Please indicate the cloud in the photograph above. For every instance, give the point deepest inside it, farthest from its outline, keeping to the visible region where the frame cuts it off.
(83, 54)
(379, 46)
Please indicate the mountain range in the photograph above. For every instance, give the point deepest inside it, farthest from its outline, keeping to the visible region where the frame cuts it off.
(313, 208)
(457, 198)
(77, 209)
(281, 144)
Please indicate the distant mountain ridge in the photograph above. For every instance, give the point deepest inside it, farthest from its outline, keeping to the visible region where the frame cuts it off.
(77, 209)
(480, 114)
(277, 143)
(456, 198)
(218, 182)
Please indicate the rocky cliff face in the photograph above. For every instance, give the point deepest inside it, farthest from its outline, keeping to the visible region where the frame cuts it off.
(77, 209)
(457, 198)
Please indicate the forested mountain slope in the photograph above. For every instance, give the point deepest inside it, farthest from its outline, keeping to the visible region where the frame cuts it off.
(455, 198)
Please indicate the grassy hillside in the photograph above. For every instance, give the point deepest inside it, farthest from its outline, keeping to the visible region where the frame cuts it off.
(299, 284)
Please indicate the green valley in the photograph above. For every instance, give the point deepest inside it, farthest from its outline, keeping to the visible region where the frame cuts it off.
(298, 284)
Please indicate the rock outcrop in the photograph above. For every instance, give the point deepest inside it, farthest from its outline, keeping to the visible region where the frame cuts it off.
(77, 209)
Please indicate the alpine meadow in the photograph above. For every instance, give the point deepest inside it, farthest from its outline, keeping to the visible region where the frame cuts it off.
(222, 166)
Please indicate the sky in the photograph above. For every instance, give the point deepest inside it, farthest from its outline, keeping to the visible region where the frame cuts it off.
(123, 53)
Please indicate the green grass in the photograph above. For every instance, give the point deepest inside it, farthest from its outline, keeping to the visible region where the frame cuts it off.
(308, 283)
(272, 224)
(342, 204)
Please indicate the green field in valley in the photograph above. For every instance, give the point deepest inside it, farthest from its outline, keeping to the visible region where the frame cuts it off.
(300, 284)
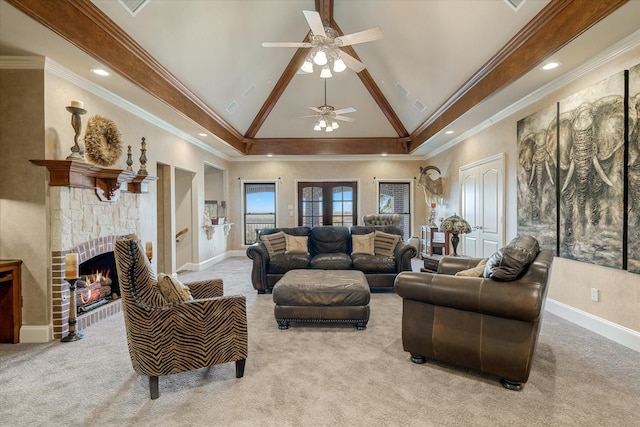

• **Exercise**:
Your task is to reproduce all of the material exactly. The pictures stay out.

• **Written response**:
Please indicate the cloud in the photograph above. For every instance, give the point deepest inside it, farthest from its outline, keeping to the visible region where the frame cuts it off.
(83, 54)
(379, 46)
Please indicate the mountain range in the photograph above. For every instance, give the point deepest inside it, farthest from its outline, keeping to the visible region where the frame cuts it off.
(313, 208)
(457, 198)
(77, 209)
(281, 144)
Please indicate the distant mountain ridge in the photograph above. For every instance, give the point deepest inside it, farthest from its outline, keeping to the visible region where the frame cuts it off.
(77, 209)
(480, 114)
(277, 143)
(456, 198)
(218, 182)
Please indicate the rocky cliff face in the photograph above. For every instance, give the point deepest inside it, farthest from its outline, keeping to the visible region where the frame cuts it off.
(77, 209)
(457, 198)
Please indicate the forested mountain slope in the photograph above. For every instance, give the point deepest inside it, farthest from its outline, keeping to the visible region where the frame cuts it off.
(455, 198)
Please indicate the grassy hillside in the photograph above. For every instance, give the point deepest inside it, farthest from its outline, keeping to the visible region where the frame cuts it off.
(299, 284)
Please indicate the green valley in the photograph above. For every instance, give the point deepest inside it, farthest from its outline, keeping to the visible region where the frame cuts it off.
(298, 284)
Please indicate the rock outcrop in the photograph above. For every instance, give the point deepest inside it, farthest from its outline, keeping to the visible region where the frame cuts it off.
(77, 209)
Please indicate the alpine meadow in the photograph above. For every instance, give the point deepest inside it, farthest from its outline, keeping to the visible region where the frame cuts it off.
(222, 166)
Please indicate the sky in the photograph above. For every instance, give the point deepest inside it, farthest from its outline, keeping to the visible region where the frame cuts it off.
(123, 53)
Please indicate the green grass in the photograph above. For every instance, give the point deepest inside it, farthest from its outline, keeping to the visible region where the frame cuts it off.
(308, 283)
(272, 224)
(342, 204)
Please indicate the green field in valley in the photograph above. For every instance, give the point deepest inside it, farthest from its outline, keeping to the visible region where the frame cuts it off.
(300, 284)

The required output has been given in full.